Reading passage:
____

Excerpt: 'Home,' by John Edwards

Nov. 14, 2006 — -- Home: few things in America are as hallowed or universal. Now, former North Carolina senator and vice presidential candidate John Edwards has dedicated a book to the institution.

"Home: The Blueprints of Our Lives" compiles 60 Americans' thoughts on the place in their lives that that has meant most to them.

Some of the contributors are well-known, like actor Danny Glover and football star Joe Montana. Others may not be household names but are notable for their work, like social worker Robert Carr.

Like no book before it, "Home" offers an intimate portrait of the many different ways a home can be defined and how important the institution is to American culture.

Read an Excerpt from "Home" below:

From the Introduction of Home:

Home. The place that helps to define how we see ourselves and how we choose to make our way in the world -- the blueprint of our lives.

Where we learn to dream. Where we become who we are. And where we can always return. The A-frames and split-levels and mansions and ranches and apartments in this book are as different as the people who have lived in them. But this isn't a book about houses; it's a book about homes. About the values they rest on, the dreams they are filled with, and the people they have shaped.

The houses and circumstances are different, but much of what you find inside will be familiar. Much of what you find will be what you already know -- that America at its best is a place of amazing opportunity, deep values, and unlimited optimism. That, given half a chance, we are a people who can accomplish anything. And that no matter where we come from or what we have done, our values are common and our dreams are shared.

These are our homes. This is America. Please come in.

-- JOHN EDWARDS

Robert Carr

Most people know me as Robert Carr, but my Indian name is Guwatemo. I was born in July of 1940 on the Pueblo of Laguna Indian reservation in New Mexico, in the same village my parents and my seven brothers and sisters were born. Pueblo society was matrilineal, and one of its customs was that when a couple married, the husband would move in with his wife's family. So one of my first homes was my maternal grandmother's home. It wasn't the only one, though; until I turned twelve, I lived in three different, but very similar, houses. All of the buildings on the reservation were alike, in fact -- one-story structures with floors of mud and straw, kerosene lamps for light, and no indoor plumbing.

____

Stored data:
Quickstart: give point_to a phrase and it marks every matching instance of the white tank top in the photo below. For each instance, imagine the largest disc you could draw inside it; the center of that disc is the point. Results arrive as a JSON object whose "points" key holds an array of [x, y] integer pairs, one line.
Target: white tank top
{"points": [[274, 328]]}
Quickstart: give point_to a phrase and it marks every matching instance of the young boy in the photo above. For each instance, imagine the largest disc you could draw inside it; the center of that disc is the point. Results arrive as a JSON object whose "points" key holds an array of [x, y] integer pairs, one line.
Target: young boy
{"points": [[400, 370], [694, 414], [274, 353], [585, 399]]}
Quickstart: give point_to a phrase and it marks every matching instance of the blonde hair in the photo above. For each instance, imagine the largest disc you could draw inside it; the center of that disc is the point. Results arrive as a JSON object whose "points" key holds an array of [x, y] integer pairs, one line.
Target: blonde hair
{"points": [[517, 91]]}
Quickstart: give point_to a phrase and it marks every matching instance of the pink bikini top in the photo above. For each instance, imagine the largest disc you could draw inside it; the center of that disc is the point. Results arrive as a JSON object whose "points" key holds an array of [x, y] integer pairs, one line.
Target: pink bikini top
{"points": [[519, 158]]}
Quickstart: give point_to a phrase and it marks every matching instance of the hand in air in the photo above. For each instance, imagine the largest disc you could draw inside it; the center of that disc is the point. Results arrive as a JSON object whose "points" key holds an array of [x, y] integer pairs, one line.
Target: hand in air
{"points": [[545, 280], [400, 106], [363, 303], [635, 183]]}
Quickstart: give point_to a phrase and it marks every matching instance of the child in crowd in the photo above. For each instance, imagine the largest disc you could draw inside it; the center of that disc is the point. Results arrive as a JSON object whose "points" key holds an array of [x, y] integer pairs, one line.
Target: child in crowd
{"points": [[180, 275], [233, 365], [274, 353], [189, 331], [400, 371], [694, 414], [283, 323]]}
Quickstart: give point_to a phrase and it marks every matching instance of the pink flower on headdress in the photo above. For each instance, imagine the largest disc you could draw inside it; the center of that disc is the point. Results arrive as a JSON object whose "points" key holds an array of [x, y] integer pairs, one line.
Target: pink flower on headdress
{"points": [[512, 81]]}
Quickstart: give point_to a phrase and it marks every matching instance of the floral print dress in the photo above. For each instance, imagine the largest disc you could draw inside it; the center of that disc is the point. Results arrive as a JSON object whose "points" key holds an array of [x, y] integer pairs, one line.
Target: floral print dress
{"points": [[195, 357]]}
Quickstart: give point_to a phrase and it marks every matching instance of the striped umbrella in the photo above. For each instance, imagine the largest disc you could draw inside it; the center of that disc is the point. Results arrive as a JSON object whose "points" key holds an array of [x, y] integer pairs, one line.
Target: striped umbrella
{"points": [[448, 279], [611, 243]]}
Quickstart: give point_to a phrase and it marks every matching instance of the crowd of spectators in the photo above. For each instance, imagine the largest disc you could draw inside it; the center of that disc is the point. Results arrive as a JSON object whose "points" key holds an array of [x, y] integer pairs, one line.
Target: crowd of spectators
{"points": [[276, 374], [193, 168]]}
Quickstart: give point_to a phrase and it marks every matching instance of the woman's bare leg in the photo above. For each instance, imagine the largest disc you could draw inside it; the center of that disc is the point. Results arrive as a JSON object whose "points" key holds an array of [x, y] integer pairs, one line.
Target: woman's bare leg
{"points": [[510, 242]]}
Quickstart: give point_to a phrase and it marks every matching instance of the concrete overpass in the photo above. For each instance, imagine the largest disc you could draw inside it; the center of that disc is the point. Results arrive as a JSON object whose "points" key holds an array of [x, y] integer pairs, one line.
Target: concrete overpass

____

To be done: Reproduce word for word the passage in the excerpt about the book "Home," beginning at the words "Where we learn" and stopping after "dreams are shared.".

Answer to the task:
Where we learn to dream. Where we become who we are. And where we can always return. The A-frames and split-levels and mansions and ranches and apartments in this book are as different as the people who have lived in them. But this isn't a book about houses; it's a book about homes. About the values they rest on, the dreams they are filled with, and the people they have shaped.

The houses and circumstances are different, but much of what you find inside will be familiar. Much of what you find will be what you already know -- that America at its best is a place of amazing opportunity, deep values, and unlimited optimism. That, given half a chance, we are a people who can accomplish anything. And that no matter where we come from or what we have done, our values are common and our dreams are shared.